Count the lines of the material that contain the string "sill", treating uppercase and lowercase as different. Reply with the number alone.

[Collection entries]
'''

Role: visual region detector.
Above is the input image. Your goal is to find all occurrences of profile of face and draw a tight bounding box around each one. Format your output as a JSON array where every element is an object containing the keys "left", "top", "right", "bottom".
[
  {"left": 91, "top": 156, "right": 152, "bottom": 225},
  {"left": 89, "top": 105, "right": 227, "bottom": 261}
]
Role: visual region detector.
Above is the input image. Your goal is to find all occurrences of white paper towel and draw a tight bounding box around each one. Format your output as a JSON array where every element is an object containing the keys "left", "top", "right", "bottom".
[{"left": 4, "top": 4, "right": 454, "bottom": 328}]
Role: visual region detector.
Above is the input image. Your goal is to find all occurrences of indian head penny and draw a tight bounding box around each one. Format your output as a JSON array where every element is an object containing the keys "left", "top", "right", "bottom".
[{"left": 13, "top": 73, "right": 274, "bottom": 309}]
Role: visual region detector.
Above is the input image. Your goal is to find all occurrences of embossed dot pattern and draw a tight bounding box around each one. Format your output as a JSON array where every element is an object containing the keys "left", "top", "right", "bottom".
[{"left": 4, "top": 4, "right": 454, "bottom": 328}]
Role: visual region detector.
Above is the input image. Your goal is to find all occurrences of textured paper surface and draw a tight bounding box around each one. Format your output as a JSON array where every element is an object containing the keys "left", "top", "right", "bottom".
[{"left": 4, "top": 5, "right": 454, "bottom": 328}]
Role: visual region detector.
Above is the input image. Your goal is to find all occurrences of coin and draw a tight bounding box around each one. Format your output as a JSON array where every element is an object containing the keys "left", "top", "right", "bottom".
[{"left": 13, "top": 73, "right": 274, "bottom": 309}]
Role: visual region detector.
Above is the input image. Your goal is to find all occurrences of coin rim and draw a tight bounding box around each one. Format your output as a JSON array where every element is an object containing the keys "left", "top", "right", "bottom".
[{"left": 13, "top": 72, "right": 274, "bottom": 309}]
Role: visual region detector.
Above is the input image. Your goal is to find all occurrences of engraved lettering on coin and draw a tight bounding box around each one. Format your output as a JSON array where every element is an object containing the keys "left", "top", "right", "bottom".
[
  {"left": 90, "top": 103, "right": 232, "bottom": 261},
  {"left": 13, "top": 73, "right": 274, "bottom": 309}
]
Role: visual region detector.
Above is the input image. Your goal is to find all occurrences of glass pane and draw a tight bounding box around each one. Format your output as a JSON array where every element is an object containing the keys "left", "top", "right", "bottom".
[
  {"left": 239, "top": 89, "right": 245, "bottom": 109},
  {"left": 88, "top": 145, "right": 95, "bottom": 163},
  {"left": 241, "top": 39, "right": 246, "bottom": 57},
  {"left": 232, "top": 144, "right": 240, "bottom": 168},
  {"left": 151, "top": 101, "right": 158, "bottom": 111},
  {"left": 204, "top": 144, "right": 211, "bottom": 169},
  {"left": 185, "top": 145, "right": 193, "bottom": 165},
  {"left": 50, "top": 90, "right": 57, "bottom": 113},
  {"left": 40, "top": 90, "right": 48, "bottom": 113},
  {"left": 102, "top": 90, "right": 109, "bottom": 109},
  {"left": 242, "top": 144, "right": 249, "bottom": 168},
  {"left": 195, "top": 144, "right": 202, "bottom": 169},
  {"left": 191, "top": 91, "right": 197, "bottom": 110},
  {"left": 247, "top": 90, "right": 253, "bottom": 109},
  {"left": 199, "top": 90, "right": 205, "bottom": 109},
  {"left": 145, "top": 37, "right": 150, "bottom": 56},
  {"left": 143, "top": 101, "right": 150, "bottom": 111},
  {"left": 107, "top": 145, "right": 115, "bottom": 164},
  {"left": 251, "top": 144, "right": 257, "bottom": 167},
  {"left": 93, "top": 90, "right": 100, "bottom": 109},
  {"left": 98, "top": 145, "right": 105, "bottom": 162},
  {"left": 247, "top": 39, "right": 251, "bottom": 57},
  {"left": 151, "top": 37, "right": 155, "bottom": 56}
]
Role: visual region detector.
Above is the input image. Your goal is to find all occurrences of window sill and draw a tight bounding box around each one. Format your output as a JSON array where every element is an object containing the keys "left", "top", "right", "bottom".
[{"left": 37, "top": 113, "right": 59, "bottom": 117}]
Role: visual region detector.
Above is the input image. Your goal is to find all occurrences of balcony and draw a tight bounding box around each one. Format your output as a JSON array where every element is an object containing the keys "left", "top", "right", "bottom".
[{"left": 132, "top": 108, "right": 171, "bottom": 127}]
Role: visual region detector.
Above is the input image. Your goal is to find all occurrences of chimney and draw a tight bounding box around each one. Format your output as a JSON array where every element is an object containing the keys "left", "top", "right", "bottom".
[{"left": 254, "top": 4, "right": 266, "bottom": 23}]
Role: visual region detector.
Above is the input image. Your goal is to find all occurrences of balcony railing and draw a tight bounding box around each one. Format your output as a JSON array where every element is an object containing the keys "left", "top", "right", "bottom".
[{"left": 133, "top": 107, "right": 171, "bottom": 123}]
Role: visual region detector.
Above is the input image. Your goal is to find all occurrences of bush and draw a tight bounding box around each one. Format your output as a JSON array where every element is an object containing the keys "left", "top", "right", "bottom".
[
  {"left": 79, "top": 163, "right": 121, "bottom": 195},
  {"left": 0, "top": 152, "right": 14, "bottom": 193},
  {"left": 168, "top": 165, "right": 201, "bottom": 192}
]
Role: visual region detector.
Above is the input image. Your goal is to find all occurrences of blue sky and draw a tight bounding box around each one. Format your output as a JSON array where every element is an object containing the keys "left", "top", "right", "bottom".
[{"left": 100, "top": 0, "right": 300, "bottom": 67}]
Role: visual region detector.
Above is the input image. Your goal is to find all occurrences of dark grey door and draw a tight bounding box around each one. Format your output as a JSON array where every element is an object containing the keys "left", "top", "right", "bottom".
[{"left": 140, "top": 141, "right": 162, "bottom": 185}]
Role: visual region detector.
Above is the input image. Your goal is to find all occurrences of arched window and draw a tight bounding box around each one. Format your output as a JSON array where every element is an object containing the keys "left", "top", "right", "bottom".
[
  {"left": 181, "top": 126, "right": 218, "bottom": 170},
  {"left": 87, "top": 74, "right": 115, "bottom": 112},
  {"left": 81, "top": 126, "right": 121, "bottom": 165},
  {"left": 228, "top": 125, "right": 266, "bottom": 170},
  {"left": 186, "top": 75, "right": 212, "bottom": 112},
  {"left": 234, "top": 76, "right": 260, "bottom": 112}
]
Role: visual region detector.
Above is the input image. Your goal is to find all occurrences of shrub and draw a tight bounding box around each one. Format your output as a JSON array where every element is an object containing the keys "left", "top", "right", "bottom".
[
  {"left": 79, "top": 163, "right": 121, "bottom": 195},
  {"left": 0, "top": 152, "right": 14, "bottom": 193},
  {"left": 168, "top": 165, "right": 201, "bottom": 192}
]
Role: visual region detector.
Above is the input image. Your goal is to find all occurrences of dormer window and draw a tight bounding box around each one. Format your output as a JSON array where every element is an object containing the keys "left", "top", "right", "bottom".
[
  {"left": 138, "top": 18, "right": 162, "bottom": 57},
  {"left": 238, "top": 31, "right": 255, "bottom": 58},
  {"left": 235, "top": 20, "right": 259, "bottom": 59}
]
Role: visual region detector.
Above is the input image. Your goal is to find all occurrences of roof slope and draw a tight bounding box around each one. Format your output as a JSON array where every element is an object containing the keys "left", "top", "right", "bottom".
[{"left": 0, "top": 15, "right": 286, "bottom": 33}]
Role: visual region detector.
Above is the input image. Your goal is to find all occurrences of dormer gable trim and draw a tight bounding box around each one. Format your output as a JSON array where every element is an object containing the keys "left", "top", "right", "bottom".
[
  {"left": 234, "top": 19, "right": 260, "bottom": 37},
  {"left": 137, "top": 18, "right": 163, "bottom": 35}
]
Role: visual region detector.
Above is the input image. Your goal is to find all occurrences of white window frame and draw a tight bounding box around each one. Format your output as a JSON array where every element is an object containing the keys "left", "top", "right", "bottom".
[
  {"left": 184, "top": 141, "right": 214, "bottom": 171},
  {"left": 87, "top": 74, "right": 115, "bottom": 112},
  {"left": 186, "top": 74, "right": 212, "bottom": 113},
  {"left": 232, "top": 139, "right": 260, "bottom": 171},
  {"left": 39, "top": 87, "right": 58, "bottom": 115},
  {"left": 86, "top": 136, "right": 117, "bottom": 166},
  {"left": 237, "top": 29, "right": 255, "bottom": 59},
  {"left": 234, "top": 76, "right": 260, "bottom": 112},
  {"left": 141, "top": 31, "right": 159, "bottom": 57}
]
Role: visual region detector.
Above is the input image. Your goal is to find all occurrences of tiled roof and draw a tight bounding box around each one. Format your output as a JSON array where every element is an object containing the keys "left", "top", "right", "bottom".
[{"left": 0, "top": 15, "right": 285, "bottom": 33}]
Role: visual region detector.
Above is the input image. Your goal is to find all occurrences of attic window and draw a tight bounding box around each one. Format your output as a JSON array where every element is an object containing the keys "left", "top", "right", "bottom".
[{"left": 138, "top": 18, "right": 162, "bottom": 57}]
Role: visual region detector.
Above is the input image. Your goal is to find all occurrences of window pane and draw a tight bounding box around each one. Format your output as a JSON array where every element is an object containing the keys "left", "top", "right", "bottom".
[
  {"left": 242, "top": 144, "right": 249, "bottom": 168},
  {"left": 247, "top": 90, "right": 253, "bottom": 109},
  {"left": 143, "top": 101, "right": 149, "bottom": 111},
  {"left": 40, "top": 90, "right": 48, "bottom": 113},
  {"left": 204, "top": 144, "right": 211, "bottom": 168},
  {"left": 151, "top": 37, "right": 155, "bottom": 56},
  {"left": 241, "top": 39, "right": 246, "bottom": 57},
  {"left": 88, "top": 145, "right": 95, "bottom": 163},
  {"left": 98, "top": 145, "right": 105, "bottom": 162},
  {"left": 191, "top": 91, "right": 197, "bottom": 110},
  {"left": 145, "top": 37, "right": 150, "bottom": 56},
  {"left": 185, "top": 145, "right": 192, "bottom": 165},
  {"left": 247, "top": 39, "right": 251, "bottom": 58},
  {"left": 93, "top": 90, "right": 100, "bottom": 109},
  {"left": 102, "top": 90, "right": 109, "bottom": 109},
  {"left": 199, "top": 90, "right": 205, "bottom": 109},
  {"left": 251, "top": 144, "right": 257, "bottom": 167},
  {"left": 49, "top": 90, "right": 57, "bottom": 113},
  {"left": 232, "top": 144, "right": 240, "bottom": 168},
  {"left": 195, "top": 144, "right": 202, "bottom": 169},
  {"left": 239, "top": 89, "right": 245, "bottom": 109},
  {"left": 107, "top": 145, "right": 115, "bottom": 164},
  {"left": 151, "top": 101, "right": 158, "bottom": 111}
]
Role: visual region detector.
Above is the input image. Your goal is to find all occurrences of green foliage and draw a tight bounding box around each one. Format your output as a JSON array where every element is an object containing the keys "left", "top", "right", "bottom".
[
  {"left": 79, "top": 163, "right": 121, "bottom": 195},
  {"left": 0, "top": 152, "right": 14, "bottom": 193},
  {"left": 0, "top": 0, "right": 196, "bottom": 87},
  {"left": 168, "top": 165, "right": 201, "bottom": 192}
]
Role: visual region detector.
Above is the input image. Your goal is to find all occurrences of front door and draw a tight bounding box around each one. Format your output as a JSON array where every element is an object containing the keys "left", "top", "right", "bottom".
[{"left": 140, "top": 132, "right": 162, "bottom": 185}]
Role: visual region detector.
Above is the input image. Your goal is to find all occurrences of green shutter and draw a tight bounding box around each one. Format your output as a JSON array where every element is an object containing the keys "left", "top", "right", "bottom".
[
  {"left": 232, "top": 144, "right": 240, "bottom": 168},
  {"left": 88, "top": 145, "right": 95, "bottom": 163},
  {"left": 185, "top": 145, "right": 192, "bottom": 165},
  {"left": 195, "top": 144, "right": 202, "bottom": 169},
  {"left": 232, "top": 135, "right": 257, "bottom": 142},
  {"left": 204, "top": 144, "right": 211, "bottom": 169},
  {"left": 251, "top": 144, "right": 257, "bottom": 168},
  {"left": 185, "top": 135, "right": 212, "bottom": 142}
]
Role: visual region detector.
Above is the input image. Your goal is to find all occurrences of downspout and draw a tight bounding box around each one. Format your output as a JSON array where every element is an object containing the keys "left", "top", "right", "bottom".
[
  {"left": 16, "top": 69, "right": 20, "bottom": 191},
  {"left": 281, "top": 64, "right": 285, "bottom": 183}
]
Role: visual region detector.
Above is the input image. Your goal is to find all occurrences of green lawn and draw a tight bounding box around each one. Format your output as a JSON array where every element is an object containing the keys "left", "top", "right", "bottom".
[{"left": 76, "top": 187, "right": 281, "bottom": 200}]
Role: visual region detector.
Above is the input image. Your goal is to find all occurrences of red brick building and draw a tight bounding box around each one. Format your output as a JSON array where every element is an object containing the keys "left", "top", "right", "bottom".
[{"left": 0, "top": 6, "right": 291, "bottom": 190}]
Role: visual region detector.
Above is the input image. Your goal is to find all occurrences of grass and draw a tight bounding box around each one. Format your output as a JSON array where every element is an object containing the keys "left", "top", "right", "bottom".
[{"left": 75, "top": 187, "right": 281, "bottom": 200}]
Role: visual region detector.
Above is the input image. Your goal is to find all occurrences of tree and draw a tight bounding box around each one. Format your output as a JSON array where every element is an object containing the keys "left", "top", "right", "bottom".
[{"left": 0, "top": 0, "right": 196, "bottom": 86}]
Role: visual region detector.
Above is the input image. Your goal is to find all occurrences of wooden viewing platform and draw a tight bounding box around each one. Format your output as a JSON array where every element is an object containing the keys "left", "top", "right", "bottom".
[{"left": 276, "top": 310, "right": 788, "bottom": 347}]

'''

## Correct answer
1